┌──
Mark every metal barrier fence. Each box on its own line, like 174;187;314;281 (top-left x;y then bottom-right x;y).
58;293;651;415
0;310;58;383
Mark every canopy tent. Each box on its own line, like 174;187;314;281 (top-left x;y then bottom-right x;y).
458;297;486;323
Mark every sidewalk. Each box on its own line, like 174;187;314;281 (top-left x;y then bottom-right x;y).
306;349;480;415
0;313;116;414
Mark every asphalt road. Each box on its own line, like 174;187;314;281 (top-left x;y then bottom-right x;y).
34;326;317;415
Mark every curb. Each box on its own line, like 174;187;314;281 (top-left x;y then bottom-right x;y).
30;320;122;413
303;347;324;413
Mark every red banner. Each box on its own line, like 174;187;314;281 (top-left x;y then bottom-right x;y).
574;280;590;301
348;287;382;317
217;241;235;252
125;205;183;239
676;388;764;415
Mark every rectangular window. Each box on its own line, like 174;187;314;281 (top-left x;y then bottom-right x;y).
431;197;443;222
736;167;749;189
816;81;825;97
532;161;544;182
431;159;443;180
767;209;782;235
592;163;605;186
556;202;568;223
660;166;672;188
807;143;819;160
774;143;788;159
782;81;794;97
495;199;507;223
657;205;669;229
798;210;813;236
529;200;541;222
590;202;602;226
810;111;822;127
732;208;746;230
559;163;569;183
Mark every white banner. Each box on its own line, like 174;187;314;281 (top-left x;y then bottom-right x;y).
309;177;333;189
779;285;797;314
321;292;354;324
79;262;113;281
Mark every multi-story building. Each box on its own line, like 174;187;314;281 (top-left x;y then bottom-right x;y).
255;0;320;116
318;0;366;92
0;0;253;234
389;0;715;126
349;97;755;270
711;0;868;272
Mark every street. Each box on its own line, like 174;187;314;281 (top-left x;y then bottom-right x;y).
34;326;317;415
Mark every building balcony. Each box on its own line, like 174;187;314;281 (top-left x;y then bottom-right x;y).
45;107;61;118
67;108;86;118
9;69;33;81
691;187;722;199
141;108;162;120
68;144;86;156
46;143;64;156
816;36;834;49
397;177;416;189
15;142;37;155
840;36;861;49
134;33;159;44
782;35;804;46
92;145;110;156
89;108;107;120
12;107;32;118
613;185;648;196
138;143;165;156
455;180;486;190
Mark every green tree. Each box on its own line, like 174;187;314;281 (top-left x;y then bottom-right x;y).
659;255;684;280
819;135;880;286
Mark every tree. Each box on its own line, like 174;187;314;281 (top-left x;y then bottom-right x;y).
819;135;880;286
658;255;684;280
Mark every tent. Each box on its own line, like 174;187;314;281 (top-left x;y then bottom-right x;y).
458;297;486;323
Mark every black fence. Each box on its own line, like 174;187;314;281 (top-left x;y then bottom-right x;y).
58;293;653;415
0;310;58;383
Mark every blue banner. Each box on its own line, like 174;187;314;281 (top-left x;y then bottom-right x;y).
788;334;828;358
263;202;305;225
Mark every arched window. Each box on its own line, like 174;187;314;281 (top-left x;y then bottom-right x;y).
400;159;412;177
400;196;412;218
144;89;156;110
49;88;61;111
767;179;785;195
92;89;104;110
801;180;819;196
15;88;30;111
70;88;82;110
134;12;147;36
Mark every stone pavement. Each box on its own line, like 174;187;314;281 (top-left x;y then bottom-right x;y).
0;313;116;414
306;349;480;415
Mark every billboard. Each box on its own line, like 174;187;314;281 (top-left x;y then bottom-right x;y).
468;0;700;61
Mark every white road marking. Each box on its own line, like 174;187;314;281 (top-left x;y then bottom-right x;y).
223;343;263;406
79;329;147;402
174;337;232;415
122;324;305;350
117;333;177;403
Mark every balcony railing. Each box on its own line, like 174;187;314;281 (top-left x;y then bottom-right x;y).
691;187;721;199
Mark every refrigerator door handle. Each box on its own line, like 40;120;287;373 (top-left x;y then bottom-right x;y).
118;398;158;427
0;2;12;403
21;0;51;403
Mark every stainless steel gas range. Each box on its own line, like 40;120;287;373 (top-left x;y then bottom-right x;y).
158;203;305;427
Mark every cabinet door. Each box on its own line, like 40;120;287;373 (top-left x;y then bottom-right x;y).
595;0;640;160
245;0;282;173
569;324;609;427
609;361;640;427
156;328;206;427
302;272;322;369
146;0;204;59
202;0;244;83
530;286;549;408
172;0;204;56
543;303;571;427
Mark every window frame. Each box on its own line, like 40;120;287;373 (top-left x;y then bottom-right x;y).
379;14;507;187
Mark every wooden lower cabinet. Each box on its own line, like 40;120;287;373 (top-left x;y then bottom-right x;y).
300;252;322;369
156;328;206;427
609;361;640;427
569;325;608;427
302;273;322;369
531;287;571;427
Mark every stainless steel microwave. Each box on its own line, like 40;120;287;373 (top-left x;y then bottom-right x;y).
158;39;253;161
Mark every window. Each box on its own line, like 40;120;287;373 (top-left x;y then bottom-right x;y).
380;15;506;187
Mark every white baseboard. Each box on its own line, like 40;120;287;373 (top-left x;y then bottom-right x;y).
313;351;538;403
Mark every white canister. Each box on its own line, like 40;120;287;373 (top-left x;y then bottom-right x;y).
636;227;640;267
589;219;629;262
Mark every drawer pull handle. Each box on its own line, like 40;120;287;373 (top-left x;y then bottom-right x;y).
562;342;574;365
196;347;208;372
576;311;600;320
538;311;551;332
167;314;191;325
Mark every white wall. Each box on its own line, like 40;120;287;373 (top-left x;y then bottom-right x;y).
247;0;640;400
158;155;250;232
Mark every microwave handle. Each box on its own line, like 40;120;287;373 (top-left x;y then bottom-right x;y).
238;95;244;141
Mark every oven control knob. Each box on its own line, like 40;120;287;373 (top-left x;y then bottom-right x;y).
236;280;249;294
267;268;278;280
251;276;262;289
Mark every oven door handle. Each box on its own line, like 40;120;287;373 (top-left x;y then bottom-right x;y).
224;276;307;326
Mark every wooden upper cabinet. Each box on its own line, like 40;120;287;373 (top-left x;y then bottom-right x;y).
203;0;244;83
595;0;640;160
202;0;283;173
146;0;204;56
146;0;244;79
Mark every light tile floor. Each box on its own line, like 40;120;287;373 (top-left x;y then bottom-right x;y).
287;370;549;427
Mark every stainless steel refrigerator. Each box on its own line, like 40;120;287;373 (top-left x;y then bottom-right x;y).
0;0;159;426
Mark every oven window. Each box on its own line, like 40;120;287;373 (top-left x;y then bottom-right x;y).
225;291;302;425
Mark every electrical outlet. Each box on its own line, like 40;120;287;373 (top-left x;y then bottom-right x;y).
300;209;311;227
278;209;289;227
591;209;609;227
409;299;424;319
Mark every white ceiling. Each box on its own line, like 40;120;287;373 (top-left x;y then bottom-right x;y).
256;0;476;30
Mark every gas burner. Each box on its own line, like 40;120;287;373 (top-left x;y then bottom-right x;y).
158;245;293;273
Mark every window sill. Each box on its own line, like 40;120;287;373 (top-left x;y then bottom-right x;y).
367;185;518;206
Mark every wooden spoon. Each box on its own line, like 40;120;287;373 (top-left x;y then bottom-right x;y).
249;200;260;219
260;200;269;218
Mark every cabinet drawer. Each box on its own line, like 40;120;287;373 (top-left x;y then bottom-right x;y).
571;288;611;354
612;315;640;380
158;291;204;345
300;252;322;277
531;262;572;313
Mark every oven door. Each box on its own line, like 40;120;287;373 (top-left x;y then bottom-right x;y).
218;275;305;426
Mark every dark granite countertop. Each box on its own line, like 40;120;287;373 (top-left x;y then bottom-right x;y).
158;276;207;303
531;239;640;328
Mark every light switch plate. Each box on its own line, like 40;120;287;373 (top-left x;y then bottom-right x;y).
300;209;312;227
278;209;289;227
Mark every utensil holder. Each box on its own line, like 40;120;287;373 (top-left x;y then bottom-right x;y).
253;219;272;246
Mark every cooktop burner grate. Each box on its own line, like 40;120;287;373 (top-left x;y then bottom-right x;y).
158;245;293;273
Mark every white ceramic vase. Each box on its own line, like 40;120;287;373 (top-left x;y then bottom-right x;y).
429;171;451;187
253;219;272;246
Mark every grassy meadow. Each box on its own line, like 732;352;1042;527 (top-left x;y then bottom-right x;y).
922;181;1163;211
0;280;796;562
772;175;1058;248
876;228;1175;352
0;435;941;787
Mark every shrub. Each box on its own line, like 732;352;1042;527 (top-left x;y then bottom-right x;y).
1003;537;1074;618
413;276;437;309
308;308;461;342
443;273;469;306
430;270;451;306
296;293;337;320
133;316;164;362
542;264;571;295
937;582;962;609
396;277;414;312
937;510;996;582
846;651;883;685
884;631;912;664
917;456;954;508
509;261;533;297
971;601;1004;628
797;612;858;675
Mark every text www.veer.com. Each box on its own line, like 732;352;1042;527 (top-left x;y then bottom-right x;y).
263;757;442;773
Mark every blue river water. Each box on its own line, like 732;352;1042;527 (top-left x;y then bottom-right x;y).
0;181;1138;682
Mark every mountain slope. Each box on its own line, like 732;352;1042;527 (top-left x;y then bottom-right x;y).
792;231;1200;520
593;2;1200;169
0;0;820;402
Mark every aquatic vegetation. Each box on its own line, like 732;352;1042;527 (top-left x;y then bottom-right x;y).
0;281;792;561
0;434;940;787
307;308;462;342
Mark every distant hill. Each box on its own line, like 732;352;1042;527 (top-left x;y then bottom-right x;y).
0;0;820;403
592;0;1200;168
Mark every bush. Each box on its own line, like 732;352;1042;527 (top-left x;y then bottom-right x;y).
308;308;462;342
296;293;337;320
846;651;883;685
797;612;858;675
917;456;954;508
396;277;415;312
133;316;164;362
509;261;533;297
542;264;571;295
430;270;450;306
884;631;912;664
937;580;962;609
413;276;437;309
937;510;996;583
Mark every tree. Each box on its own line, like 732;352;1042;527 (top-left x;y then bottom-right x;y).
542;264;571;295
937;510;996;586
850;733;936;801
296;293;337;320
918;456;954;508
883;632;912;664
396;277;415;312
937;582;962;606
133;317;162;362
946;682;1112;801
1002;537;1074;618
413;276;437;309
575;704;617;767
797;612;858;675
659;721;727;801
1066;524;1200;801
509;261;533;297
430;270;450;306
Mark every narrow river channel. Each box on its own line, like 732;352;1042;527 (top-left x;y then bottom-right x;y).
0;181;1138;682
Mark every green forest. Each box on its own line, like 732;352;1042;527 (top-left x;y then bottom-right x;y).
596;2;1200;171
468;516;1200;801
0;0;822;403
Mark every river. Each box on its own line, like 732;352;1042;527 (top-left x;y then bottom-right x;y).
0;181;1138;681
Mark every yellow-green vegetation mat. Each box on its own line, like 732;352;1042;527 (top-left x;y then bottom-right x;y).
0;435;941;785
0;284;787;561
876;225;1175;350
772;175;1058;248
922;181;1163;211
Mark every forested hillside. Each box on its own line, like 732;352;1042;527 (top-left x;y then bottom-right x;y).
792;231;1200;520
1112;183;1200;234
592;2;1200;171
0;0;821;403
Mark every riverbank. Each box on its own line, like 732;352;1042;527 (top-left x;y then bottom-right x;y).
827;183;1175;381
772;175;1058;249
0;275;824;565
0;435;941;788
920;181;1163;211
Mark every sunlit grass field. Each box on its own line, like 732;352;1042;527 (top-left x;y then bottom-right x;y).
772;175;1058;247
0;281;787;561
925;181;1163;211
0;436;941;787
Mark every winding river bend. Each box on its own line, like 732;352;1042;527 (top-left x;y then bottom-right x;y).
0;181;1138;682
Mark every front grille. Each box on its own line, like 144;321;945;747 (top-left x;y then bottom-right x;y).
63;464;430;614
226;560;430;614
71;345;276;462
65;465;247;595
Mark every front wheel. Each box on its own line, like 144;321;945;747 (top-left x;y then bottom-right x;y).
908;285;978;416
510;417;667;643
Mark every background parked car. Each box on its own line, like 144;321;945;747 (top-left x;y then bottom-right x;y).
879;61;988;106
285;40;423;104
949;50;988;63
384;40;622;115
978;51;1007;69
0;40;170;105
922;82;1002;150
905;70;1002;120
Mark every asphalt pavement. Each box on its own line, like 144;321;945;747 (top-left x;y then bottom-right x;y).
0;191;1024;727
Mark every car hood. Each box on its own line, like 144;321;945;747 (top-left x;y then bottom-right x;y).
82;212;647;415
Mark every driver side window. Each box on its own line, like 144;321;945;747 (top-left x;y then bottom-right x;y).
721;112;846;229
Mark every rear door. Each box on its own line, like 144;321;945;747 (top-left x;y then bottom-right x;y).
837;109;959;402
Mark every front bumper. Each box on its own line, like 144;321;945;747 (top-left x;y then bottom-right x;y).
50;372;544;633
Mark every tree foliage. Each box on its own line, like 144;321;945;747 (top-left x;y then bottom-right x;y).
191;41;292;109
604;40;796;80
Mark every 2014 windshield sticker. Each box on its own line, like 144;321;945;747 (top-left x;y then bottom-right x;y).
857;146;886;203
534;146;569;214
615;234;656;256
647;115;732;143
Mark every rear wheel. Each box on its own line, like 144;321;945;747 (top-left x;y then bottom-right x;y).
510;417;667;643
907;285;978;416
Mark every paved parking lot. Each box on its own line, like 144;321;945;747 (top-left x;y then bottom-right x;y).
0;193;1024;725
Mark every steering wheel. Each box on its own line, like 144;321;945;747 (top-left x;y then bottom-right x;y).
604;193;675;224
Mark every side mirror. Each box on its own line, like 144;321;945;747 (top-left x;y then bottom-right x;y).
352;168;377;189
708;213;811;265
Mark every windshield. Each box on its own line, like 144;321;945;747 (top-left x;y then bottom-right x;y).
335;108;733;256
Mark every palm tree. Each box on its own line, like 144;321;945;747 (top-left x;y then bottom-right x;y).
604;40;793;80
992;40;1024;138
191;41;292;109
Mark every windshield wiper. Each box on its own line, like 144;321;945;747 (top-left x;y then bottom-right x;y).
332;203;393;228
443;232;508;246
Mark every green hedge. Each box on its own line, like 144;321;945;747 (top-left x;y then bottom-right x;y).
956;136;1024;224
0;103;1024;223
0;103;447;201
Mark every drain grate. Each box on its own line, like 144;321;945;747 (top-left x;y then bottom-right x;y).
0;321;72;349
└──
Rewrite the records beginning at the line that contains "Mark every river." and ending after the line that contains "0;0;821;403", replacing "forested hillside" with "wooded hillside" and leaving everything else as it is.

## Result of the exercise:
Mark every river. Each box on its own line, like 732;352;1042;527 (top-left x;y then bottom-right x;y).
0;181;1138;681
Mark every yellow-green vegetation mat. Each box on its own line, like 732;352;1042;527 (top-left x;y then bottom-right x;y).
0;435;941;785
0;284;787;561
876;225;1175;350
772;175;1058;248
922;181;1163;211
Mark every wooded hillside. Each box on its own line, like 732;352;1042;527 (top-left x;y then bottom-right x;y).
792;231;1200;520
1112;183;1200;234
592;2;1200;171
0;0;821;403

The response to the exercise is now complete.